**AIM**.
Here are some entries; quote each one exactly.

━━ SUPPLIED MATERIAL ━━

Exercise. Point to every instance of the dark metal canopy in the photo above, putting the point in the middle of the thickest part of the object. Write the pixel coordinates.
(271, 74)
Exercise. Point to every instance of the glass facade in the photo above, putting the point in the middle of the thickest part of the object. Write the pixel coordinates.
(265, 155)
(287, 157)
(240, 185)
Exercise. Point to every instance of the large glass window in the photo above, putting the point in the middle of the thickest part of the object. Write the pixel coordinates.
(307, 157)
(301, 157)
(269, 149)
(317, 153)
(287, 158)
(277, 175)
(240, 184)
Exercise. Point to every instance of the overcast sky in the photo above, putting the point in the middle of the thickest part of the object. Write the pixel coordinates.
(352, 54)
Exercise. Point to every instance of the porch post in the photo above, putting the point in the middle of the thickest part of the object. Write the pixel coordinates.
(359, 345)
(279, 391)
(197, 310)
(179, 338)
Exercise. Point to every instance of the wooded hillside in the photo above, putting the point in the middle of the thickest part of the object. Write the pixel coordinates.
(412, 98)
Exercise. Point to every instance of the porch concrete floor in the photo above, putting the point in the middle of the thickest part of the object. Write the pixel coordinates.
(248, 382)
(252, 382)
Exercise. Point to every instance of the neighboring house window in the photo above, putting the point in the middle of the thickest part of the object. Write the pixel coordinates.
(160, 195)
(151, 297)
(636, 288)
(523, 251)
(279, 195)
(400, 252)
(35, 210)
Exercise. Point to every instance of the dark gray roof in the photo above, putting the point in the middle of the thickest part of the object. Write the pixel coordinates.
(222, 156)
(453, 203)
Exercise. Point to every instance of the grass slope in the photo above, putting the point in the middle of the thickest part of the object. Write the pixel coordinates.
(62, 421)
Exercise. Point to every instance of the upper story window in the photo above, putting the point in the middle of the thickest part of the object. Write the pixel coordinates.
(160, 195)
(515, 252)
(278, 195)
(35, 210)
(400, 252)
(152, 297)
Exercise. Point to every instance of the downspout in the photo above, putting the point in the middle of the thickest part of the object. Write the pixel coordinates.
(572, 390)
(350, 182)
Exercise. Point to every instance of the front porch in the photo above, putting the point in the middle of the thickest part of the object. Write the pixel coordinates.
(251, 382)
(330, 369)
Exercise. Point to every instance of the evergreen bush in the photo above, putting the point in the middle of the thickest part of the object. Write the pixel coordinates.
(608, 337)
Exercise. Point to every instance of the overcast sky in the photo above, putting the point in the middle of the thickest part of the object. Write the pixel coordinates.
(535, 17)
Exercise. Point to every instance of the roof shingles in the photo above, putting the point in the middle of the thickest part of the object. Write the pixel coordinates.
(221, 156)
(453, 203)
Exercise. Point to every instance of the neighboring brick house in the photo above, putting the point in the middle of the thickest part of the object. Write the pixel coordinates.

━━━

**TASK SOLUTION**.
Exercise. Point to every instance of the dark metal canopy in the photo above, putting the point in the middle of the thickest part of the object. Write the pixel coordinates.
(271, 74)
Exercise. Point to every instance of the glass facade in the photo above, putting the point in the middle of the thickest part of the object. Write the pixel coordinates.
(265, 155)
(287, 157)
(240, 185)
Exercise. Point to every instance of the large glass window in the photo above, putting the point in the middle of the thickest part of the object. Write the pixel coordinates.
(307, 157)
(301, 157)
(269, 149)
(317, 153)
(287, 158)
(277, 175)
(240, 184)
Exercise. Point to every instance of the overcast sky in the photo above, putting the point in the middle of the thickest part of the object. Write the pixel coordinates.
(352, 54)
Exercise. Point to every instance of the porch post in the photo above, putting the point in the middle of the thickest part of the object. Write the pixel coordinates.
(359, 345)
(279, 391)
(197, 310)
(179, 338)
Exercise. Point to every instance of the wooded hillside in the photo above, putting the point in the middle of the thickest part of the object. Write the pixel coordinates.
(412, 98)
Exercise. Point to every instance of the porch concrete floor in the photo above, putting the point in the middle of the thickest part of the object. Write the pixel coordinates.
(248, 382)
(252, 382)
Exercise. Point to every instance of the neighboring house window in the photo above, putting the point in the middle of the thickest part of the object. Write the pixel coordinates.
(160, 195)
(151, 297)
(636, 288)
(523, 251)
(279, 195)
(400, 252)
(35, 210)
Exercise. Point to every instance of the dark gray roof in the photo above, putting the point in the middle of the thickest part of the object. Write the pixel coordinates.
(222, 156)
(453, 203)
Exercise. Point to every instance of the grass slope in the photo above, putting the point in the middle of the thickest part of the object. Write the pixel coordinates.
(62, 421)
Exercise. Point to every instance of the upper story window in the photo above, putting the point in the middle of the thickest part of the object. Write the pixel coordinates.
(160, 195)
(515, 252)
(278, 195)
(35, 210)
(400, 252)
(152, 297)
Exercise. Point to every instance of the downspout in the photo above, putting the point in the middle of the thickest part of the object. Write the pixel coordinates.
(572, 390)
(350, 182)
Exercise. Point to every instance of the front porch in the photo above, putting the point in the middle of the thickest part of the object. Write the pixel coordinates.
(251, 382)
(330, 369)
Exercise. Point to every instance of the evergreen bush in the photo above, putting the point in the middle of the thickest part of the object. Write the pixel coordinates.
(608, 337)
Exercise. Point to every instance of the overcast sky in the photo above, putting the point in the middle of the thickest part of the object. Write the pixel coordinates.
(535, 17)
Exercise. Point to every instance of the roof shingles in the photo above, putting the point in the middle of the thickest part of the object. Write the pixel coordinates.
(221, 156)
(453, 203)
Exercise. Point to every instance of the neighboring brick house in the photo above, putting the point in the middle of the thickest part of the object. Write the pixel coordinates.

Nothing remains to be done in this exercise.